**PAGE EXCERPT:**
________________________
Yes, that's in the future plan.

Although currently we're still at the discussion stage to make sure
which way we should really go (RST or write-intent).
>
> More comments below.
>
> On Thu,  7 Jul 2022 13:32:25 +0800
> Qu Wenruo <wqu@suse.com>
>> [...]
>> [OBJECTIVE]
>>
>> This patchset will introduce a btrfs specific write-intent bitmap.
>>
>> The bitmap will locate at physical offset 1MiB of each device, and the
>> content is the same between all devices.
>>
>> When there is a RAID56 write (currently all RAID56 write, _including full
>> stripe write_), before submitting all the real bios to disks,
>> write-intent bitmap will be updated and flushed to all writeable
>> devices.
>
> You'll need to update the bitmap even with full stripe writes. I don't
> know btrfs internals well, but this example should apply:
>
> 1. Powerloss happens during a full stripe write. If the bitmap wasn't set,
> the whole stripe will contain inconsistent data:

That's why btrfs COW shines.

If we are doing full stripe writes and power loss, that full stripe data
won't be read at at mount at all.

All metadata will point back to old data, thus only partial writes
matter here.
________________________
**GOAL:** Carry on the btrfs write-intent bitmap discussion from its last sentence. The material that comes next is separate from the btrfs discussion above.
________________________
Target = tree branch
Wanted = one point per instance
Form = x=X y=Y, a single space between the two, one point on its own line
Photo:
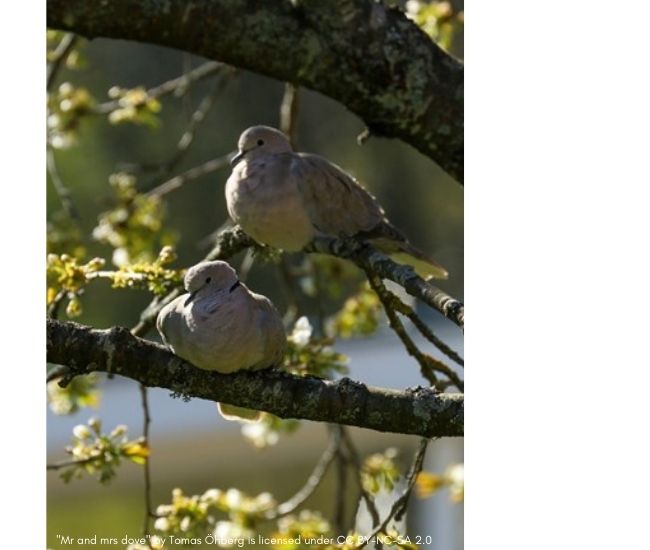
x=369 y=57
x=372 y=261
x=419 y=411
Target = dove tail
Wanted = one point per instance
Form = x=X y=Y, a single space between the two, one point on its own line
x=232 y=412
x=427 y=269
x=404 y=252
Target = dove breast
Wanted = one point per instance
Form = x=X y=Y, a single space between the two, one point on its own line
x=239 y=331
x=263 y=197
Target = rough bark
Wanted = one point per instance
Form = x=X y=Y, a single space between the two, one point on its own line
x=367 y=56
x=419 y=411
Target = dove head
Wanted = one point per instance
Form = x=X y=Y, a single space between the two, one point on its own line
x=211 y=277
x=258 y=141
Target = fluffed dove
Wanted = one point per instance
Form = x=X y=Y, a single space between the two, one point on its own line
x=221 y=325
x=284 y=199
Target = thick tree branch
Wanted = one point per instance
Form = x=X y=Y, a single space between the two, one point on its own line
x=367 y=56
x=419 y=411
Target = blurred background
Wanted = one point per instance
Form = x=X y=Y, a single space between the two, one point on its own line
x=192 y=447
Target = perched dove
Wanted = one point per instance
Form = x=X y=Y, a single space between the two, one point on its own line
x=285 y=199
x=221 y=325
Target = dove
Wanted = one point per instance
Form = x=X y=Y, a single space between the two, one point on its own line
x=220 y=325
x=284 y=199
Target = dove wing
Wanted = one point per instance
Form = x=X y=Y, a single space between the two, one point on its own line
x=269 y=324
x=335 y=202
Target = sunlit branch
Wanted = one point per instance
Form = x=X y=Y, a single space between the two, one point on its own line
x=419 y=411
________________________
**WRITTEN ANSWER:**
Thanks,
Qu
>
> 	0		32K		64K
> Disk 1	|iiiiiiiiiiiiiiiiiiiiiiiiiiiiiii| (data stripe)
> Disk 2  |iiiiiiiiiiiiiiiiiiiiiiiiiiiiiii| (data stripe)
> Disk 3	|iiiiiiiiiiiiiiiiiiiiiiiiiiiiiii| (parity stripe)
>
> 2. Partial stripe write happens, only updates one data + parity:
>
> 	0		32K		64K
> Disk 1	|XXiiiiiiiiiiiiiiiiiiiiiiiiiiiii| (data stripe)
> Disk 2  |iiiiiiiiiiiiiiiiiiiiiiiiiiiiiii| (data stripe)
> Disk 3	|XXiiiiiiiiiiiiiiiiiiiiiiiiiiiii| (parity stripe)
>
> 3. We loose Disk 1. We try to recover Disk 1 data by using Disk 2 data
> + parity. Because Disk 2 is inconsistent we get invalid data.
>
> Thus, we need to scrub the stripe even after a full stripe write to
> prevent this.
>
>> So even if a powerloss happened, at the next mount time we know which
>> full stripes needs to check, and can start a scrub for those involved
>> logical bytenr ranges.
>>
>> [...]
>>
>> [BITMAPS DESIGN]
>>
>> The bitmaps on-disk format looks like this:
>>
>>   [ super ][ entry 1 ][ entry 2 ] ... [entry N]
>>   |<---------  super::size (4K) ------------->|
>>
>> Super block contains how many entires are in use.
>>
>> Each entry is 128 bits (16 bytes) in size, containing one u64 for
>> bytenr, and u64 for one bitmap.
>>
>> And all utilized entries will be sorted in their bytenr order, and no
>> bit can overlap.
>>
>> The blocksize is now fixed to BTRFS_STRIPE_LEN (64KiB), so each entry
>> can contain at most 4MiB, and the whole bitmaps can contain 224 entries.
>
> IMHO we can go much larger, mdraid for example uses a blocksize of
> 64MiB by default. Sure, we'll scrub many unrelated stripes on recovery
> but write performance will be better.
>
> Regards,
> Lukas Straub
>
>> For the worst case, it can contain 14MiB dirty ranges.
>> (1 bits set per bitmap, also means 2 disks RAID5 or 3 disks RAID6).
>>
>> For the best case, it can contain 896MiB dirty ranges.
>> (all bits set per bitmap)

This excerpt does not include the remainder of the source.